== WRITTEN REQUEST ==
In the records starting at the line that contains "[locate] the asphalt" and ending at the line that contains "Target: dark brown horse", swap "rocky outcrop" for "stone ledge" and write those lines out again with nothing else changed. Leave the pictures out.

[Dataset rows]
##############################
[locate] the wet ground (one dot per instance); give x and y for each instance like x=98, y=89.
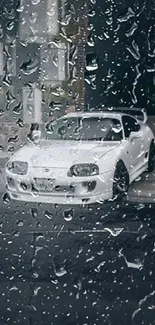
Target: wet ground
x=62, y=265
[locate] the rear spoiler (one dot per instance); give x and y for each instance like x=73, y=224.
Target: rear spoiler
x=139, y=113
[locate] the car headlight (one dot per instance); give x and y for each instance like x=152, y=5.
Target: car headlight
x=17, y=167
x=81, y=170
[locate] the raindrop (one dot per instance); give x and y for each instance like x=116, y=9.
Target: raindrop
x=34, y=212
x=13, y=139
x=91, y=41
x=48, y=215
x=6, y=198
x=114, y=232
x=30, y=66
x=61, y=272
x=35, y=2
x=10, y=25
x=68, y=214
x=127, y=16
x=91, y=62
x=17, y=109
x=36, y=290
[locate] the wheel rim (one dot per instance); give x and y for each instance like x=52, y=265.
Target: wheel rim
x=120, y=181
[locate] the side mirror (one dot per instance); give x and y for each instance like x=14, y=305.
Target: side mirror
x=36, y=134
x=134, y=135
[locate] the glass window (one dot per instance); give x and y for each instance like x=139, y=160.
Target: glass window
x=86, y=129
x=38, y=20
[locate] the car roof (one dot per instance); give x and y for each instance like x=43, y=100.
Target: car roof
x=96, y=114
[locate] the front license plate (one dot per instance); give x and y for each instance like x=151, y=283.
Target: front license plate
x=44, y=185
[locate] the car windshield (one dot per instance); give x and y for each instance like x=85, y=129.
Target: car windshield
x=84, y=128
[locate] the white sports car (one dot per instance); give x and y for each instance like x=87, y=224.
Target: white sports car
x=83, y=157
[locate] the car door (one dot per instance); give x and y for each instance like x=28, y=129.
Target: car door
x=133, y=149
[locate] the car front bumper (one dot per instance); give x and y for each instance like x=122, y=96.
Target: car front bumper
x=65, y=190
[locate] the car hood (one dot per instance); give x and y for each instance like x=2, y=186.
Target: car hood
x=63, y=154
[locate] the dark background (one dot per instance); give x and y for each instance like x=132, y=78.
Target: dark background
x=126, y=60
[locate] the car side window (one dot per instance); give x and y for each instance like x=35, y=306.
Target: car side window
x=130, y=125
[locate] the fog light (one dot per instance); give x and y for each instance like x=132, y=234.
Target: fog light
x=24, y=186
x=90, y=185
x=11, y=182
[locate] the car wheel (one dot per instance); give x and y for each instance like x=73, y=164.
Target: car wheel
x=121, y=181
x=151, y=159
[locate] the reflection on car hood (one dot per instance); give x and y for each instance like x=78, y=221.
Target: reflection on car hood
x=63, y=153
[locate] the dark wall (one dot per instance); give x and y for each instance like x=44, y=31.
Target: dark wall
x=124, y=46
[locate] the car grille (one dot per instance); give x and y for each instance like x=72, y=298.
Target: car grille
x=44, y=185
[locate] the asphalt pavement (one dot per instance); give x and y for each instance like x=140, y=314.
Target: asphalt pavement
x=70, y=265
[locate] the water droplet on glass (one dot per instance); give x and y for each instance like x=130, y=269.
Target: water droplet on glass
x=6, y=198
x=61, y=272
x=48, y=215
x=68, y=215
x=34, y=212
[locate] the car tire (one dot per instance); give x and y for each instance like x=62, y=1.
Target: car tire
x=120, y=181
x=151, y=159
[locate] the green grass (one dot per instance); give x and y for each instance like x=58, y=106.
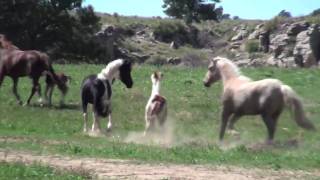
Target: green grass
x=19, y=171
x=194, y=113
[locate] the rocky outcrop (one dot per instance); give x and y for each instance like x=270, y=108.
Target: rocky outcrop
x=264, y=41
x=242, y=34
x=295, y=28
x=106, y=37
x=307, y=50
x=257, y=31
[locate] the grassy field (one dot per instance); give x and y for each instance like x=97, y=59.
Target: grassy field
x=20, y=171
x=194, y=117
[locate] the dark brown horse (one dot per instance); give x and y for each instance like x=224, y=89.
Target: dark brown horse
##############################
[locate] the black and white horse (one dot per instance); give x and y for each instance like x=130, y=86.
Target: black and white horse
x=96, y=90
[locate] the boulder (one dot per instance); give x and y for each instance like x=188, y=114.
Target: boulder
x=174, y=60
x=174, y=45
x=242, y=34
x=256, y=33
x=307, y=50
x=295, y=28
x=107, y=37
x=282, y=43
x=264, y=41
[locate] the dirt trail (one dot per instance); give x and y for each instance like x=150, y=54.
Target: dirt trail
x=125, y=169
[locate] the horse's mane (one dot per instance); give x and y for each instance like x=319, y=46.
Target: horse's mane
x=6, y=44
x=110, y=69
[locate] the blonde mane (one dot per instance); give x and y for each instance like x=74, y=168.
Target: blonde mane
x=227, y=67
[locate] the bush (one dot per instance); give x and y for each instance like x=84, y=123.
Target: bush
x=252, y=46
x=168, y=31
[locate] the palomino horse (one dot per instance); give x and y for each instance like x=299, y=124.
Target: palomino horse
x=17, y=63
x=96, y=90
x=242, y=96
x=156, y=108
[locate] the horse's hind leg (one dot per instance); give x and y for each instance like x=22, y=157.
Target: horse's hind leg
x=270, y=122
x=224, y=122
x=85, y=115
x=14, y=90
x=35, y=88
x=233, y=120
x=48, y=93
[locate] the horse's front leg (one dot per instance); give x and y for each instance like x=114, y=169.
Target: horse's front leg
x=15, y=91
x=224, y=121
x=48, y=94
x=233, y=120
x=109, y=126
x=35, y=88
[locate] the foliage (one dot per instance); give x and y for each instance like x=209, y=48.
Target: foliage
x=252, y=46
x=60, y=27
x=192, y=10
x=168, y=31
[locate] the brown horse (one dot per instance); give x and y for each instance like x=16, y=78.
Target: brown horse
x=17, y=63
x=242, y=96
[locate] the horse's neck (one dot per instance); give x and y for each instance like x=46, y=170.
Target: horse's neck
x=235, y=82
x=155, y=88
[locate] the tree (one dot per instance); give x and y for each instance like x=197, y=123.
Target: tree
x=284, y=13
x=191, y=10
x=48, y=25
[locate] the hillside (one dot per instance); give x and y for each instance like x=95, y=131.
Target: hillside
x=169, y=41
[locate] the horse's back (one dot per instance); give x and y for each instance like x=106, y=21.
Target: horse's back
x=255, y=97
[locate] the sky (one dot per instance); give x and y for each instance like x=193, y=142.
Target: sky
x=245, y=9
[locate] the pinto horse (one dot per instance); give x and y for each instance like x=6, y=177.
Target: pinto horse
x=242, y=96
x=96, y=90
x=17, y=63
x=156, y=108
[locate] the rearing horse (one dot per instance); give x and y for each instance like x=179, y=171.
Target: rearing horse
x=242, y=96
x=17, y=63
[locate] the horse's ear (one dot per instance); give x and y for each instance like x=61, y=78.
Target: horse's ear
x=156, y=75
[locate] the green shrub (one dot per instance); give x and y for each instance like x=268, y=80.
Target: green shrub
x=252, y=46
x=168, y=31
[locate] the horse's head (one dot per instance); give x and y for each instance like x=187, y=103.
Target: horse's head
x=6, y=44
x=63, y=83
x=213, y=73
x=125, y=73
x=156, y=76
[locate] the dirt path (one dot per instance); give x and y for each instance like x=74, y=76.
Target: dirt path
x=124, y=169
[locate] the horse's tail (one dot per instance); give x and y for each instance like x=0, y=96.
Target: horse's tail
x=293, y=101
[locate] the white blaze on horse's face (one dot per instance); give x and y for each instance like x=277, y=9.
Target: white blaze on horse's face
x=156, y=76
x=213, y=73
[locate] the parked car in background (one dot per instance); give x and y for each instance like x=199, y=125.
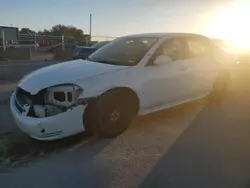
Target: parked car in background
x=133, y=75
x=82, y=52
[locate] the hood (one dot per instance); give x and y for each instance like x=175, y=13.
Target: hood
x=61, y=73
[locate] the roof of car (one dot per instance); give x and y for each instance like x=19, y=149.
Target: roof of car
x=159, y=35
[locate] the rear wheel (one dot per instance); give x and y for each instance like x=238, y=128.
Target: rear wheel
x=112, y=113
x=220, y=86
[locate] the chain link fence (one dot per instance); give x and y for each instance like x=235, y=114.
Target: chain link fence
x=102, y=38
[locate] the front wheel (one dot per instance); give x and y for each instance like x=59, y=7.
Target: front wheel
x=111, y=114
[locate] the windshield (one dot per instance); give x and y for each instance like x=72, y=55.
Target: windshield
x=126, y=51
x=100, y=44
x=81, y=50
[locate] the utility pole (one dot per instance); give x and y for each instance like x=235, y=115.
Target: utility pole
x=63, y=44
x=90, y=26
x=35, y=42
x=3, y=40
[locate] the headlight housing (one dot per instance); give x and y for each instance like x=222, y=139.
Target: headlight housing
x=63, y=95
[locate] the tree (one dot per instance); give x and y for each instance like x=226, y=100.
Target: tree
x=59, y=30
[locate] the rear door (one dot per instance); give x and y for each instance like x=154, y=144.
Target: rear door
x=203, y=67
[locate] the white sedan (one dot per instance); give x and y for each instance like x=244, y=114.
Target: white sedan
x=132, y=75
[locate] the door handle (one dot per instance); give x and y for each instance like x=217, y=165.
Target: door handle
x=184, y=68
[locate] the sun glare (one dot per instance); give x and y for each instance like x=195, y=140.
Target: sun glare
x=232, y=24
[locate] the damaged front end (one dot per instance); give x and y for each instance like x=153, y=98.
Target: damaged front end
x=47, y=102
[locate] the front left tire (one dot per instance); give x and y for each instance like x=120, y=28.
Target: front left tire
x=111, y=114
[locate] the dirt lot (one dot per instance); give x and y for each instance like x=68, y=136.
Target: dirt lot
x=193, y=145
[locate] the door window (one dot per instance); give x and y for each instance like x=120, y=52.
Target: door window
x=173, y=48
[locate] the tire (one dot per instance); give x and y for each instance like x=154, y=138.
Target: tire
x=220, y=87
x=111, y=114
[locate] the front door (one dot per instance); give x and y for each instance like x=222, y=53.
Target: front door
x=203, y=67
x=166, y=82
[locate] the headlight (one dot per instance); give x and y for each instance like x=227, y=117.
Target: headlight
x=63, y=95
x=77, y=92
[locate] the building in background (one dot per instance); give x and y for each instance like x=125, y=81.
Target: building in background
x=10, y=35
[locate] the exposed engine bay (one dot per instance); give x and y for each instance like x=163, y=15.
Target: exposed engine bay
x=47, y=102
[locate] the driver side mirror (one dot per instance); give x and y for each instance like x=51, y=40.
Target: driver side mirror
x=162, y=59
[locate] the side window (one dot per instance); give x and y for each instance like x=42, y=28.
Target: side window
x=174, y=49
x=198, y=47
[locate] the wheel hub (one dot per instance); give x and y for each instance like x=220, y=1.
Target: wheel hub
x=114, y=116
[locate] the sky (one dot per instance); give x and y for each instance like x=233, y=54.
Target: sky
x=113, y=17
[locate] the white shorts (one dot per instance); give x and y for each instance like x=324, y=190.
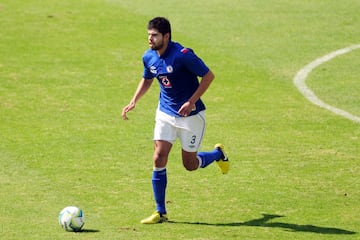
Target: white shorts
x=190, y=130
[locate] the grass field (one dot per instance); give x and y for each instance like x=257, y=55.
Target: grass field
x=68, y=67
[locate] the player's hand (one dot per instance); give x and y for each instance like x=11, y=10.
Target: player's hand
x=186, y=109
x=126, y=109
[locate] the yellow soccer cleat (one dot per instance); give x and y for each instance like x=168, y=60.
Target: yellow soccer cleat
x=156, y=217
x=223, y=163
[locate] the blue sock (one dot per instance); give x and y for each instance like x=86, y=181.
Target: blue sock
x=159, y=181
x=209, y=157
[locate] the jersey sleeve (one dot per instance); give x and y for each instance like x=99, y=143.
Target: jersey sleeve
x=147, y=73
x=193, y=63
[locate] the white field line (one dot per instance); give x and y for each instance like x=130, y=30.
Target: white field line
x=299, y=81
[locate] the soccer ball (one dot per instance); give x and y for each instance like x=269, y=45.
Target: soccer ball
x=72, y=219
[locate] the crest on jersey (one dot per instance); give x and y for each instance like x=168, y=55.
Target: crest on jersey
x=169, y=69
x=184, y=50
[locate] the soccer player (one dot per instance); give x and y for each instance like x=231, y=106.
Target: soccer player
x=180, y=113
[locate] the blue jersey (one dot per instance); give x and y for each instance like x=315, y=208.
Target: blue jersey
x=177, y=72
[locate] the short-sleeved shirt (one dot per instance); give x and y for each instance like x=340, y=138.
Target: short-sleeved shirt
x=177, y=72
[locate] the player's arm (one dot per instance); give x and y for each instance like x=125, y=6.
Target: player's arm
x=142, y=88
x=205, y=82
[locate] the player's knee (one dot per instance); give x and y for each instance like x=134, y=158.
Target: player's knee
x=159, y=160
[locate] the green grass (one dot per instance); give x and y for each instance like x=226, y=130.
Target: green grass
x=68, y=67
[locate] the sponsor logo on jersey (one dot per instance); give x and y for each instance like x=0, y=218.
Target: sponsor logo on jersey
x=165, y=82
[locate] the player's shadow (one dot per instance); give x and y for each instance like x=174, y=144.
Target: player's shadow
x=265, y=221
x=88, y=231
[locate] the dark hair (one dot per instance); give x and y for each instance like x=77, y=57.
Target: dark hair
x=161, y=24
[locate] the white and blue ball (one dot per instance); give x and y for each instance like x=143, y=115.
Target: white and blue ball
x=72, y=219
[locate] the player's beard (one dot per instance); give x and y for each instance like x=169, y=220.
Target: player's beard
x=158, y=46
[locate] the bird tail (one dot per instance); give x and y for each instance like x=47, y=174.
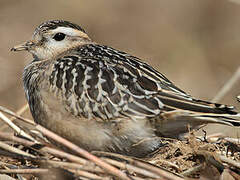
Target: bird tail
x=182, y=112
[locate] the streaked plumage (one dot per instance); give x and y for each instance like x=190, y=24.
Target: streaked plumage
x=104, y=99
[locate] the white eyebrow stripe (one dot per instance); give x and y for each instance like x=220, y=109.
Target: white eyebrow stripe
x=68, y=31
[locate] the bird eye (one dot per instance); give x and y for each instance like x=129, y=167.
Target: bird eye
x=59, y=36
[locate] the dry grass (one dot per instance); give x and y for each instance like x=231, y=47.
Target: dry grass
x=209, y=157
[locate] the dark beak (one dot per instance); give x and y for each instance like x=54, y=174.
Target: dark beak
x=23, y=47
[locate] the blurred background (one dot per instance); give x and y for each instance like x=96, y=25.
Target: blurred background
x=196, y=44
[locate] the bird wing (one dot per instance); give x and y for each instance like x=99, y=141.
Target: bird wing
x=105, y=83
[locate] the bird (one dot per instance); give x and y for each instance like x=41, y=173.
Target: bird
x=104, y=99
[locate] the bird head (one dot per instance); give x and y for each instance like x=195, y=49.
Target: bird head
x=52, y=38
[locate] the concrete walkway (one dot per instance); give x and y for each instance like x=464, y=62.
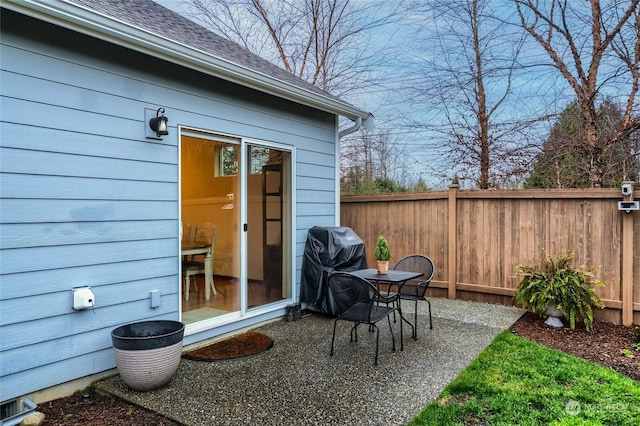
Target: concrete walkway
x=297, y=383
##############################
== RESULT OF THE EXERCISE ==
[locate] the asphalt pavement (one dot per instance); give x and y for each instance like x=140, y=314.
Target: asphalt pavement
x=70, y=265
[locate] the water droplet on glass (one dot per instance); give x and y for each instance like x=130, y=269.
Target: water droplet on glass
x=6, y=198
x=61, y=272
x=48, y=215
x=68, y=215
x=34, y=212
[locate] the car tire (one dot per instance); give x and y for each instance like x=62, y=1.
Target: car tire
x=120, y=181
x=151, y=159
[locate] the green grass (one dot per instance); give x and y for each instance like x=58, y=106.
Target: green grass
x=19, y=171
x=194, y=113
[locate] the stone ledge (one dot per instance); give x and y for each instance like x=270, y=108.
Target: stone ledge
x=264, y=41
x=242, y=34
x=295, y=28
x=106, y=37
x=307, y=50
x=257, y=31
[locate] the grassy field (one dot per instance); give x and y for each instance like x=97, y=59.
Target: grassy field
x=20, y=171
x=194, y=117
[locate] the dark brown horse (one dot per instance); give x and y for each instance like x=224, y=89.
Target: dark brown horse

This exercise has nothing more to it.